■ **SELECTED EXTRACT**
------------------------
Jordan and Denny Hamlin will co-own a Cup team next season. Bubba Wallace will be the driver. Jordan will become the first Black majority car owner of a full-time team since Wendell Scott owned and raced cars in the 1960s and ‘70s.

Daugherty, the only Black owner of a full-time Cup team currently, is excited about Jordan’s entrance into NASCAR.

“It’s a big momentum shift for this sport culturally, period,” said Daugherty, co-owner of JTG Daugherty Racing and an analyst for NBC Sports. “Three years ago, this would have never happened. A year ago, this wouldn’t have happened. It’s the timing. If the timing is right and you have someone like Michael Jordan put his brand and what he’s all about into whatever you are doing, it adds a lot of credibility. I look forward to whatever he can bring to the table to help continue to build NASCAR.”

Daugherty told NBC Sports that Jordan can help the sport reach more people.
------------------------
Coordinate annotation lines
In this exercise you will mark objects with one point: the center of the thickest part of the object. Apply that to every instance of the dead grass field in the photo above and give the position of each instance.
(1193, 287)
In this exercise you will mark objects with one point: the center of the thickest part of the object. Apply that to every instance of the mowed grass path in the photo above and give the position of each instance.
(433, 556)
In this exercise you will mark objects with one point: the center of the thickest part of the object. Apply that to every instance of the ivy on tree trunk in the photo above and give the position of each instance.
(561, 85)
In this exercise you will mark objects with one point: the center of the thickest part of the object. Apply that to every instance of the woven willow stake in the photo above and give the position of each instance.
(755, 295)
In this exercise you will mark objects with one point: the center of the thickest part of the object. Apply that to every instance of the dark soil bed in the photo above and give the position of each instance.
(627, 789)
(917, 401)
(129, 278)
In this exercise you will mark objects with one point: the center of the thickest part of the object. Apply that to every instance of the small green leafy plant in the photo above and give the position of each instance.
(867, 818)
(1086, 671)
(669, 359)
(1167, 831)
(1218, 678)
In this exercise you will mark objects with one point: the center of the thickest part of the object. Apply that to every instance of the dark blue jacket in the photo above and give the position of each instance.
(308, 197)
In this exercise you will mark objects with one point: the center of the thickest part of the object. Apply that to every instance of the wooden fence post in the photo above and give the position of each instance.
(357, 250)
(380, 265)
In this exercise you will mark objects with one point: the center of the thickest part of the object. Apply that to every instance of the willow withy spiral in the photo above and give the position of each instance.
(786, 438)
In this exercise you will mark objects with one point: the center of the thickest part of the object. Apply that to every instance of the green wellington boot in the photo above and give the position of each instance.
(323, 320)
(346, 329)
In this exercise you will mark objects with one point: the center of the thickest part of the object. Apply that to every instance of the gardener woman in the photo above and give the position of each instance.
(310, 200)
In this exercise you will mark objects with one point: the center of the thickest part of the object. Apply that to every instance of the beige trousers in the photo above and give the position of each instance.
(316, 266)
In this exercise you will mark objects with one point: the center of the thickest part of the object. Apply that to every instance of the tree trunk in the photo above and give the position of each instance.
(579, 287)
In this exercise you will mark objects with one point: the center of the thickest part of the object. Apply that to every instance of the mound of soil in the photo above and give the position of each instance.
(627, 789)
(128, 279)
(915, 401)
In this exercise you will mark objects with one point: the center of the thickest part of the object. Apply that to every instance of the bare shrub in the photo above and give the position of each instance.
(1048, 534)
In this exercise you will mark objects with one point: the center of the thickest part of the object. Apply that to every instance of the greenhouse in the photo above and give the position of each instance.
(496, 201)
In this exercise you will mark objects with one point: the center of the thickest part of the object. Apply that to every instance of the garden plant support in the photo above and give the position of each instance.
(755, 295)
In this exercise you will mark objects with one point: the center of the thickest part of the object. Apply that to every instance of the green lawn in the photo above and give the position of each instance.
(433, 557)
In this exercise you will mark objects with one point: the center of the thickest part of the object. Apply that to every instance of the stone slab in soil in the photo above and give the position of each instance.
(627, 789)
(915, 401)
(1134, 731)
------------------------
■ **PROBLEM DESCRIPTION**
Quote the part of the NASCAR ownership passage that begins with the words containing "Jordan and Denny" and ends with "entrance into NASCAR.". These lines were taken from a separate source.

■ **RESULT BELOW**
Jordan and Denny Hamlin will co-own a Cup team next season. Bubba Wallace will be the driver. Jordan will become the first Black majority car owner of a full-time team since Wendell Scott owned and raced cars in the 1960s and ‘70s.

Daugherty, the only Black owner of a full-time Cup team currently, is excited about Jordan’s entrance into NASCAR.